■ AIM OF THE EXERCISE: Rewrite the lines from the start through the line containing "794,291 -> 844,379", inclusive, replacing "Locate" with "Mark" and leaving everything else unchanged.

■ DATASET CONTENT:
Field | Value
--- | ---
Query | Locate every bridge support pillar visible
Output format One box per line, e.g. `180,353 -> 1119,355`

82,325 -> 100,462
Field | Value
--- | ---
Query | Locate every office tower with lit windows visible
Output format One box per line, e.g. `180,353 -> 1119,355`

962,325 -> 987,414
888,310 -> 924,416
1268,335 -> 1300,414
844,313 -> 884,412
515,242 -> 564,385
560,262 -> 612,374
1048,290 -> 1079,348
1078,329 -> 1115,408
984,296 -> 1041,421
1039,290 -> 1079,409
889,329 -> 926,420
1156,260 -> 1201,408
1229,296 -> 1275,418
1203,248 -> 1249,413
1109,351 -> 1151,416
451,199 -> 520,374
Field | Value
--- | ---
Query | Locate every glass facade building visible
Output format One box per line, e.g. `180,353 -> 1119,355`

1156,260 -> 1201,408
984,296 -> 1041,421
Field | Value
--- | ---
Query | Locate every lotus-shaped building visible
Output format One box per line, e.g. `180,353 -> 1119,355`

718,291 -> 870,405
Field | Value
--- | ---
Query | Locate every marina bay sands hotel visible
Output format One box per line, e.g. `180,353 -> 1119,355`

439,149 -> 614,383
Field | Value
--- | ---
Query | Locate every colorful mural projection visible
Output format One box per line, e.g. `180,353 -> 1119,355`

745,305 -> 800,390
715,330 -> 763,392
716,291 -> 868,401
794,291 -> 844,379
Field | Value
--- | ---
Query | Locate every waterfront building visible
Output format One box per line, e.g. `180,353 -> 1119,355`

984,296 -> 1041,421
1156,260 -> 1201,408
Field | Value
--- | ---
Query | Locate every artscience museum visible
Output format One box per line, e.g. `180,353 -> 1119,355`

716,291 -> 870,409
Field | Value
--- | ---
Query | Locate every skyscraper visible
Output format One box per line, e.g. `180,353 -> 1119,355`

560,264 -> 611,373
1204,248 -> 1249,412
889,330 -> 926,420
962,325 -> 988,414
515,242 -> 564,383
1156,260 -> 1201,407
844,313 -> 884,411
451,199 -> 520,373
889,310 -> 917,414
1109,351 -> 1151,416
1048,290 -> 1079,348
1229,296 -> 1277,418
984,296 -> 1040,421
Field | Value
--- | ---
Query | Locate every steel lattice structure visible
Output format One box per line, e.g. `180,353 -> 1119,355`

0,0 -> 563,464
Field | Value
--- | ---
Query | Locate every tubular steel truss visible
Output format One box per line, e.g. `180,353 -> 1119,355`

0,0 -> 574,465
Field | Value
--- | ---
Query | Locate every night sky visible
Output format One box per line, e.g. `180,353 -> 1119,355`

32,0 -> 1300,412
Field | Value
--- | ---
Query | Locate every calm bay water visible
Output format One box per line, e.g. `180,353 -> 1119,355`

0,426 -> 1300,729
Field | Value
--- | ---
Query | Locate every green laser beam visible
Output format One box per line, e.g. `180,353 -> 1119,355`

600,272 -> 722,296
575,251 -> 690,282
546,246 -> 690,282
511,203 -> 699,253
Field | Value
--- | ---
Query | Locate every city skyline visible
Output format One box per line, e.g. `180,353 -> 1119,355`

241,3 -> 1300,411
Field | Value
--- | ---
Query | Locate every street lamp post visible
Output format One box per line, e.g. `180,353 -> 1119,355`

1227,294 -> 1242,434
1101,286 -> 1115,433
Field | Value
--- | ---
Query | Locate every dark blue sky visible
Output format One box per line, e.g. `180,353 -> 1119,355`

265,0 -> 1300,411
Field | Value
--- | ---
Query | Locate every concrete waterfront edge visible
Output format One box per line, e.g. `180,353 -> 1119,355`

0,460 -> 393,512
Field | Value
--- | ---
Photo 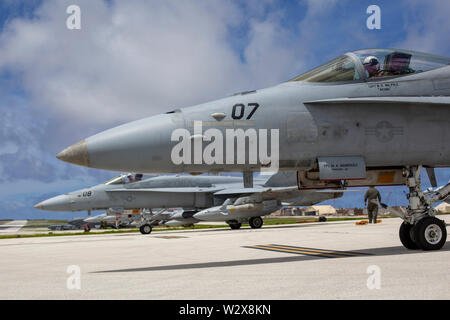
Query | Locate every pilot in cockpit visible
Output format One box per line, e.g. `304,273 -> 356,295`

363,56 -> 380,79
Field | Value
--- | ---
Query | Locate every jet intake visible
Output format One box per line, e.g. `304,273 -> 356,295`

297,167 -> 406,190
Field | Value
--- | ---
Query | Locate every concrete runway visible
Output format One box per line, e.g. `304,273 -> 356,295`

0,220 -> 27,234
0,216 -> 450,300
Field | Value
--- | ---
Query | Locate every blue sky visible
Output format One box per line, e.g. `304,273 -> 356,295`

0,0 -> 450,218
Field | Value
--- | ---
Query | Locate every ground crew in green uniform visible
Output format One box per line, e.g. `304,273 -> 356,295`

364,186 -> 381,223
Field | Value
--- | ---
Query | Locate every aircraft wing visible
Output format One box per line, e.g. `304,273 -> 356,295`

106,187 -> 223,193
214,186 -> 298,196
305,96 -> 450,105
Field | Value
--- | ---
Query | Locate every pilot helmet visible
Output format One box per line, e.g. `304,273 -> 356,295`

363,56 -> 379,66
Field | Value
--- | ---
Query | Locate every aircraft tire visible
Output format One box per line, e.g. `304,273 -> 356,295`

139,223 -> 152,234
228,222 -> 242,230
398,222 -> 419,250
248,217 -> 264,229
414,217 -> 447,250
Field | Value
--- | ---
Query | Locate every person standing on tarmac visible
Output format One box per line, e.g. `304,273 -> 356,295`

364,186 -> 381,223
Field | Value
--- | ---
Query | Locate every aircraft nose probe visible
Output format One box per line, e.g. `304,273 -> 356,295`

56,140 -> 89,167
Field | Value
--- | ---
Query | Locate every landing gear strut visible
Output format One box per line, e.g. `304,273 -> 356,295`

227,220 -> 242,230
391,166 -> 450,250
139,223 -> 153,234
248,217 -> 263,229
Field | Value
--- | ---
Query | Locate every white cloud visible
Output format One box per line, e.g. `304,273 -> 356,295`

395,0 -> 450,55
0,0 -> 308,125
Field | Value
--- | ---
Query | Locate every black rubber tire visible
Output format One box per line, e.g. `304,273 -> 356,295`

398,222 -> 419,250
248,217 -> 264,229
228,223 -> 242,230
139,223 -> 153,234
414,217 -> 447,251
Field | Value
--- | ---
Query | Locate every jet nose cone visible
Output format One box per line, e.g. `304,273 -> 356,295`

56,140 -> 89,167
34,202 -> 44,210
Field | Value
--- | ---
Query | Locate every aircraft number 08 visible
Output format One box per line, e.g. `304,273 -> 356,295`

231,103 -> 259,120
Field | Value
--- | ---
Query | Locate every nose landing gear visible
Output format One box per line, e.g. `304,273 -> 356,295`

390,166 -> 450,250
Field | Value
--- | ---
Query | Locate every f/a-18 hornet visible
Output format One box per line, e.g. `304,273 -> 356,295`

57,49 -> 450,250
35,172 -> 343,234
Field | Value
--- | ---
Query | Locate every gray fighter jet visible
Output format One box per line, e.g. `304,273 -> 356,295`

35,172 -> 344,234
57,49 -> 450,250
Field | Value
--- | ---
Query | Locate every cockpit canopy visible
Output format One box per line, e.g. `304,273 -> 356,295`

290,49 -> 450,83
104,173 -> 144,185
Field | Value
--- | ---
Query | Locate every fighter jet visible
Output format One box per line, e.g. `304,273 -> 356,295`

35,171 -> 344,234
84,210 -> 140,229
57,49 -> 450,250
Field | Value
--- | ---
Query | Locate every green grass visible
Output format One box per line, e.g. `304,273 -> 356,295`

0,217 -> 384,239
0,214 -> 443,239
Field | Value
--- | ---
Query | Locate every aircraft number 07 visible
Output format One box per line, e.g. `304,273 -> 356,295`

231,103 -> 259,120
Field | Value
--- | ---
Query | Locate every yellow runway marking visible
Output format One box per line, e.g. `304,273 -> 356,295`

246,244 -> 368,258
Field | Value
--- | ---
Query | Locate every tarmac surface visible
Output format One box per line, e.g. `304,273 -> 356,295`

0,216 -> 450,300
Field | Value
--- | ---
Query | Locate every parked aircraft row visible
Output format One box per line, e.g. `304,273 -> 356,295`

38,49 -> 450,250
35,172 -> 343,234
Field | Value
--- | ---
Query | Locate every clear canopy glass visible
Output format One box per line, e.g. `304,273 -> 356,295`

104,173 -> 143,185
290,49 -> 450,83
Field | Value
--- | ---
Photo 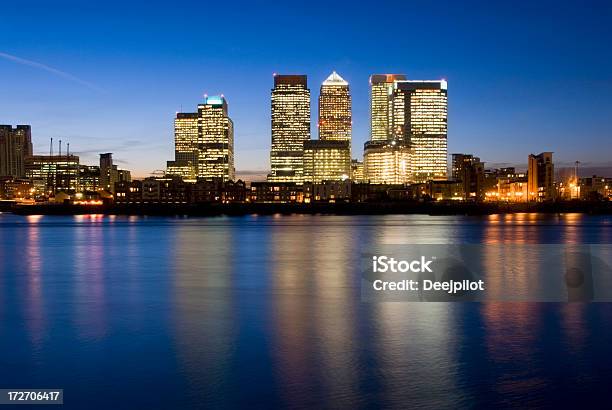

■ RESULT OF THIS EXERCISE:
Field | Value
--- | ---
Query | Mark every bridge support pillar visible
Output format One box per line, e.g. `180,353 -> 1119,355`

82,325 -> 100,462
Field | Value
--- | ---
Query | Mark every office tower with lit windows visible
Output format One box per line, e.g. `180,353 -> 1119,355`

962,325 -> 987,414
888,310 -> 924,416
1268,335 -> 1300,414
844,313 -> 884,412
515,242 -> 564,385
560,262 -> 612,374
1048,290 -> 1079,348
1078,329 -> 1115,408
984,296 -> 1041,421
1039,290 -> 1079,409
889,329 -> 926,420
1156,260 -> 1201,408
1229,296 -> 1275,418
1203,248 -> 1249,413
1109,351 -> 1151,416
451,199 -> 520,374
Field | Value
--- | ---
Query | Mark every glass facade building visible
Output format One box per line, e.g. `180,353 -> 1119,355`

1156,260 -> 1201,408
984,296 -> 1041,421
Field | Value
--- | ---
Query | Mark every lotus-shaped building visible
Output format One box per line, e.g. `180,353 -> 1119,355`

718,291 -> 870,405
Field | Value
--- | ---
Query | Mark every marina bay sands hotel visible
Output format One box per line, e.g. `180,353 -> 1119,355`

439,149 -> 614,383
Field | Value
--- | ---
Query | Mark every colorful mural projection visible
Output format One box per line, e.g. `180,353 -> 1119,355`

745,305 -> 800,390
715,330 -> 763,392
716,291 -> 868,401
794,291 -> 844,379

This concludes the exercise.